(Data extracted from a collection)

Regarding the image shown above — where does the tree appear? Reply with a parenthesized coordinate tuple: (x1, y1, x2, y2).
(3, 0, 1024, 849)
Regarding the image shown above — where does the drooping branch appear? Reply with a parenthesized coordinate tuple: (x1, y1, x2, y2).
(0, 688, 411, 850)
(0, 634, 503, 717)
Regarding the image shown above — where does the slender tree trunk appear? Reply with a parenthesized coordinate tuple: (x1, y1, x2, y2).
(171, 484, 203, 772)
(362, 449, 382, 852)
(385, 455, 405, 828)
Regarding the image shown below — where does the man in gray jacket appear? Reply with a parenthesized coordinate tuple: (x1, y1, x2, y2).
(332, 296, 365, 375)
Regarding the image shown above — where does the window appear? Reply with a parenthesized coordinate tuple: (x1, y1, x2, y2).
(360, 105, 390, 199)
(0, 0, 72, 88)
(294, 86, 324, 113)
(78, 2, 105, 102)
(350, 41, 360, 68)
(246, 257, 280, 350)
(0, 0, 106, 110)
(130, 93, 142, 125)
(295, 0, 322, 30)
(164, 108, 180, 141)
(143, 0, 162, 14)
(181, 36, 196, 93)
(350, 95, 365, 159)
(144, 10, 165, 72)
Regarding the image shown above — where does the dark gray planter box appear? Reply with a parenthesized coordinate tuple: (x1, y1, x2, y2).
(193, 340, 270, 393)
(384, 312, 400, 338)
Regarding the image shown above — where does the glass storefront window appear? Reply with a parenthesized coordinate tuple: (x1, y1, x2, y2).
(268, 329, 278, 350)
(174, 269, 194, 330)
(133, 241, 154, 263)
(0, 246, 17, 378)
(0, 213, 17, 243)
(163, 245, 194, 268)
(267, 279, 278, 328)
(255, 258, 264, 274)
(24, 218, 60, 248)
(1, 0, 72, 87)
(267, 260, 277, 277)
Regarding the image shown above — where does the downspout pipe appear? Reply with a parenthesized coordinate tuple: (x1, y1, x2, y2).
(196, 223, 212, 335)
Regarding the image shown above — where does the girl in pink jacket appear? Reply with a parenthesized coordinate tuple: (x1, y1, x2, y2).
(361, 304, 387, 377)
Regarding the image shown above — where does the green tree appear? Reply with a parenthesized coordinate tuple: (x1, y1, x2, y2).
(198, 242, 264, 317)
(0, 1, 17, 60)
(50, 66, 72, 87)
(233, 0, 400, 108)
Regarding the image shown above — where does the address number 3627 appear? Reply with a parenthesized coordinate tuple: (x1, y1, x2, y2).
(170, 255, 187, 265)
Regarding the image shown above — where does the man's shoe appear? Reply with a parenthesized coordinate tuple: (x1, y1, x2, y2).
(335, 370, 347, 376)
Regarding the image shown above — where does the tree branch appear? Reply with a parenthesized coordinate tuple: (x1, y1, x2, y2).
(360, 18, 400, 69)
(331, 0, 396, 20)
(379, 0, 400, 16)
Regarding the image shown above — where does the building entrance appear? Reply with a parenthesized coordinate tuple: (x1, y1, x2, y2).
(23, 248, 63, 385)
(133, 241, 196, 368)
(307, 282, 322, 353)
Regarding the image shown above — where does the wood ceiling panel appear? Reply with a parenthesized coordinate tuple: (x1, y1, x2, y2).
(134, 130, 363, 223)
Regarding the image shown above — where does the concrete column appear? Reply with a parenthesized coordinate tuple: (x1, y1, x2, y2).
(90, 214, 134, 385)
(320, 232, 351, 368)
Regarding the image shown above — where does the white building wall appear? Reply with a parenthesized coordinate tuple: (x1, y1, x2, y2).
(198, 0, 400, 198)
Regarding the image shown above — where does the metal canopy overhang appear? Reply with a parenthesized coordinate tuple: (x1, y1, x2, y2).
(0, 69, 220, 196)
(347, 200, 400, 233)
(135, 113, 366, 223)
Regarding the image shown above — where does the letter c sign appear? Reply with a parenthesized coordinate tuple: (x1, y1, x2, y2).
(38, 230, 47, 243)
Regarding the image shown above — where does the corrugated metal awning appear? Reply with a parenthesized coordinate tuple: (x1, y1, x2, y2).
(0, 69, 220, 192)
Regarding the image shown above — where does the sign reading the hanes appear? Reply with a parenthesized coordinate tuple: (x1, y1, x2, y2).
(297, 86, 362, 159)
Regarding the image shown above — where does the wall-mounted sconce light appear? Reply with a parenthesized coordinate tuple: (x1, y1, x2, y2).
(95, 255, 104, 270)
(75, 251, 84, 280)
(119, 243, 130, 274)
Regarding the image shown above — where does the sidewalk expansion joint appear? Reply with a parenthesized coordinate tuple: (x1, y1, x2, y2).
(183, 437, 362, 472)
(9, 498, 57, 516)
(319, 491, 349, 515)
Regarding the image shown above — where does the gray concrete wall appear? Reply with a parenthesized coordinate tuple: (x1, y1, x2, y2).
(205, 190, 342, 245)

_ACTIVITY_:
Only one span of lines is wanted: the line with "Regarding the image shown above — where does the sidewalk" and every line after it to the end of the entries, output exactly.

_SOLUTION TO THIS EXERCISE_:
Regarding the image shown above — where does the sidewalk expansion joint appear? Reply with a parenthesized coordinate tuple: (x1, y1, x2, y2).
(183, 437, 362, 472)
(9, 498, 57, 516)
(319, 491, 349, 515)
Regarding the image shown above — where does the gray concrete wall appear? Reply with a parenthesized coordinate tuple: (x1, y1, x2, y2).
(205, 190, 342, 245)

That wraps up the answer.